### Opdracht
Schrijf het vervolg van de tekst over ontheffingen van het plan, te beginnen na de laatste zin.

### Fragment
19.1 Burgemeester en wethouders kunnen ontheffing verlenen van:
a. het bepaalde in het plan en toestaan dat het beloop of het profiel van wegen of de aansluiting van wegen onderling in geringe mate wordt aangepast, indien de verkeersveiligheid en/of verkeersintensiteit daartoe aanleiding geven;
b. het bepaalde in het plan en toestaan dat bestemmings- of bouwgrenzen worden overschreden, indien een meetverschil daartoe aanleiding geeft;
c. het bepaalde in het plan en toestaan dat openbare nutsgebouwtjes, wachthuisjes ten behoeve van het openbaar vervoer, telefooncellen, gebouwtjes ten behoeve van de bediening van kunstwerken, toiletgebouwtjes en naar de aard daarmee gelijk te stellen gebouwtjes worden gebouwd, mits de inhoud per gebouwtje niet meer dan 50 m³ bedraagt;
d. het bepaalde in het plan voor het bouwen van antennes, waarvan de bouwhoogte ten hoogste 25 m mag bedragen, met dien verstande dat:
- de noodzaak voor plaatsing van de antenne is aangetoond waarbij het gedeelde gebruik van masten moet zijn overwogen;
- bebouwingsbeeld van de omgeving niet wordt verstoord;
- de antenne in de onmiddellijke nabijheid van hoge gebouwen en/of bouwwerken of langs grote infrastructurele lijnen (zoals hoogspanningsleidingen en (spoor)wegen) wordt geplaatst;
e. het bepaalde in het plan voor het bouwen van zendmasten voor radioamateurs tot een bouwhoogte van maximaal 15 m, met dien verstande dat het bebouwingsbeeld van de omgeving niet wordt verstoord.

[Gegevensregels]
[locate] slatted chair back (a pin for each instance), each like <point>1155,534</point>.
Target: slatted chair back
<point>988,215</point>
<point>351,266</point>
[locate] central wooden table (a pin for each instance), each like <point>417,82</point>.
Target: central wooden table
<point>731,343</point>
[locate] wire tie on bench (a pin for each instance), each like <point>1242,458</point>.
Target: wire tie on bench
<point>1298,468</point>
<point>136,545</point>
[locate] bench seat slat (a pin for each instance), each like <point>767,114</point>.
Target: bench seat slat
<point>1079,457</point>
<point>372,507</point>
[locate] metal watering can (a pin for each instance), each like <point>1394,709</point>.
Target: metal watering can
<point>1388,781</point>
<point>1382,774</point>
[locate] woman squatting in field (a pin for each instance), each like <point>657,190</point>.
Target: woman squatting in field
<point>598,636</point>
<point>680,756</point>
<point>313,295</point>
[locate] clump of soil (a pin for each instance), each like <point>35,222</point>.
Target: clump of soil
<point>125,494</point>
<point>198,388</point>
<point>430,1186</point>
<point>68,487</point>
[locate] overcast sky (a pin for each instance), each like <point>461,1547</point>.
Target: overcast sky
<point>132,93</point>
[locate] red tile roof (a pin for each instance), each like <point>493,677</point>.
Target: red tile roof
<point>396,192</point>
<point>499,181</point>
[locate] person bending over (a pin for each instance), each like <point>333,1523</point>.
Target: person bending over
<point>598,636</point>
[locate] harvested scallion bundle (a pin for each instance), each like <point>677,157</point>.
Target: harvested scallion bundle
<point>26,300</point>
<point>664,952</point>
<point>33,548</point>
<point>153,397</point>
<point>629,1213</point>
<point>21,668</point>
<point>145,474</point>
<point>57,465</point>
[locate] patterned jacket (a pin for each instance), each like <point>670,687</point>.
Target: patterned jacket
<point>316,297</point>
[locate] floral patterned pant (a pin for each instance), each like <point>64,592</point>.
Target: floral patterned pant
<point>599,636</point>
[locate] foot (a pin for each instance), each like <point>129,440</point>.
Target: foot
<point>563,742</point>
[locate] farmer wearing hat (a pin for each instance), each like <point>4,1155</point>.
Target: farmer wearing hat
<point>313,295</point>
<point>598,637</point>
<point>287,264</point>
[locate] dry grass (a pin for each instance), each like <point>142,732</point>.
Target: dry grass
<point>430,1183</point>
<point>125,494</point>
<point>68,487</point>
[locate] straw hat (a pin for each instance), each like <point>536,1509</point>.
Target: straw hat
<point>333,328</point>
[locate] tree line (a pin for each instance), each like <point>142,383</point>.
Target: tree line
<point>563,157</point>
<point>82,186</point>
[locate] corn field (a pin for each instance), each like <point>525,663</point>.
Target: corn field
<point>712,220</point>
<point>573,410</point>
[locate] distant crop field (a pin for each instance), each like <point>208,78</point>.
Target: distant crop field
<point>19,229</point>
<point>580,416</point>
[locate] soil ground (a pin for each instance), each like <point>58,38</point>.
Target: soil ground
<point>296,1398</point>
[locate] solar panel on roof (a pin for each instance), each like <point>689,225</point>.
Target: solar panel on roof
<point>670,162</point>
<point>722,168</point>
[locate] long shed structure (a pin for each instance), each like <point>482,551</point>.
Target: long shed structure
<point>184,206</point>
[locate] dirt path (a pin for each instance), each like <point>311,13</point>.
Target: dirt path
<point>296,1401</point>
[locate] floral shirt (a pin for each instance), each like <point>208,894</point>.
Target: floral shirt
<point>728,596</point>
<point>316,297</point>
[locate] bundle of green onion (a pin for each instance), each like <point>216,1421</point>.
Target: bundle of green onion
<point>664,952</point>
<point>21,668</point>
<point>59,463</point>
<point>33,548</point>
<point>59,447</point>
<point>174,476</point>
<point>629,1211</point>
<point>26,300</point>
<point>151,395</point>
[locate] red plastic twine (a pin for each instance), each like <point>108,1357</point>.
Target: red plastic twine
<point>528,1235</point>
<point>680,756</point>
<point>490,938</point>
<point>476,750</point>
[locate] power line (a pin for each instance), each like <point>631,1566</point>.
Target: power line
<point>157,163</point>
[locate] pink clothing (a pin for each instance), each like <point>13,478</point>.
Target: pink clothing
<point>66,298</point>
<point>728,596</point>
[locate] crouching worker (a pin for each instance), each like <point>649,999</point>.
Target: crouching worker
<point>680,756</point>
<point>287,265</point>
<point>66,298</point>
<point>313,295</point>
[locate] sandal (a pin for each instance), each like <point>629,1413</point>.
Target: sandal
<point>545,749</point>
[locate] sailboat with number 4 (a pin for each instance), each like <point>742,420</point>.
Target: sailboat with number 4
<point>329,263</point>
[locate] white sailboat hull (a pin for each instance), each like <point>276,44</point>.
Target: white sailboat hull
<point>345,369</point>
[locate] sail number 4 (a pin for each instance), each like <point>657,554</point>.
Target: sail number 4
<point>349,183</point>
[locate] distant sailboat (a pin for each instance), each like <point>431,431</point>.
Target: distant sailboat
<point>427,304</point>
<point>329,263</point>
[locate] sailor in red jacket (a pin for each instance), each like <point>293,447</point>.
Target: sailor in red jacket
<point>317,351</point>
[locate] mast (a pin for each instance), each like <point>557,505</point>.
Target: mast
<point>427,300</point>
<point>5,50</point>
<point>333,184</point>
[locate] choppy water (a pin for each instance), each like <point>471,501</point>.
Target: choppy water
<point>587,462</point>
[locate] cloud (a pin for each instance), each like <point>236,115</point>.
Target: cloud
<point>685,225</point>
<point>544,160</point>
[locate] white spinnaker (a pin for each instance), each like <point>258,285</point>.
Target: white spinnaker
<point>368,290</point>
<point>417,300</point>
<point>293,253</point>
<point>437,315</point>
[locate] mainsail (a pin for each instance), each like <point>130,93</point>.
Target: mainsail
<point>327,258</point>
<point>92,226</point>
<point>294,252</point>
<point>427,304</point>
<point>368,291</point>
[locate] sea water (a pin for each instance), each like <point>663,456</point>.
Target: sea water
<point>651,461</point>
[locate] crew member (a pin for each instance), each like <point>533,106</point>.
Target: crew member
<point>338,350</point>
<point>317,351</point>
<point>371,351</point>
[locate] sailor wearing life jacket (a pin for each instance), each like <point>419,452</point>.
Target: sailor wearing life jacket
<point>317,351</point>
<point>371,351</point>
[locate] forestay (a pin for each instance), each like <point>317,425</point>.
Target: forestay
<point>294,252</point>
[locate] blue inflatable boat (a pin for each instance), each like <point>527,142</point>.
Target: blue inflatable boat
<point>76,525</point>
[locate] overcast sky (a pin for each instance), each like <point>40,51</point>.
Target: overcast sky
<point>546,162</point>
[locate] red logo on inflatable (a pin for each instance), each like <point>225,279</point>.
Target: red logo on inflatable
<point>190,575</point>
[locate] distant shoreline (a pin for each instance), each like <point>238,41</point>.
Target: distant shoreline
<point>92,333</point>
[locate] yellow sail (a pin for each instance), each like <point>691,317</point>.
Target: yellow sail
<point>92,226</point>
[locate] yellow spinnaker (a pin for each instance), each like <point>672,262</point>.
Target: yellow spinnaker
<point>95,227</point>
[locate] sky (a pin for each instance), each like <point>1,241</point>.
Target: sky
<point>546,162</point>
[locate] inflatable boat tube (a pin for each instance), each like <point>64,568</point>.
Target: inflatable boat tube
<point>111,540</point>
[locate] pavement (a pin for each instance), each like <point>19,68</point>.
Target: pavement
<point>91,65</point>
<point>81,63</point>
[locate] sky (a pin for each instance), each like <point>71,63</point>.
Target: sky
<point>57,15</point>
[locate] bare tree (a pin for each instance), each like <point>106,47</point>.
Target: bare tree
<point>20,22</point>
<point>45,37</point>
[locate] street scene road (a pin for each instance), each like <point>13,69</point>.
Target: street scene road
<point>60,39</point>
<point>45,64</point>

### Eindantwoord
19.2 Burgemeester en wethouders kunnen ontheffing verlenen ten behoeve van het oprichten van een kleinschalig verblijfsrecreatieterrein, met dien verstande dat:
- het aantal kampeermiddelen niet meer dan 15 bedraagt;
- het terrein uitsluitend gedurende de periode van 15 maart tot 31 oktober in gebruik is;
- geen stacaravans worden opgericht;
- de afstand ten opzichte van een ander kampeerterrein minimaal 500 m bedraagt;
- de afstand van het terrein tot de erfgrens van direct aangrenzende woningen minimaal 50 m bedraagt;
- het kampeerterrein direct grenst aan de woning van de beheerder;
- per terrein maximaal twee trekkershutten met een maximale oppervlakte van 20 m² zijn toegestaan. De twee trekkershutten worden in mindering gebracht op de 15 toegestane kampeermiddelen;
- permanente bewoning anders dan van dienstwoningen niet is toegestaan;
- het gebruik van de gronden en bouwwerken als seksinrichting niet is toegestaan;
- een goede landschappelijke inpassing is gewaarborgd, ten behoeve waarvan burgemeester en wethouders bevoegd zijn nadere eisen te stellen ten aanzien van de situering van de kampeerplaatsen en landschappelijke inpassingen, onder andere door het aanbrengen van beplantingen.
19.3 De in lid 19.1 en lid 19.2 bedoelde ontheffingen mogen niet leiden tot een onevenredige aantasting van:
- de gebruiksmogelijkheden van aangrenzende gronden en/of bouwwerken;
- de verkeersveiligheid;
- het bebouwingsbeeld.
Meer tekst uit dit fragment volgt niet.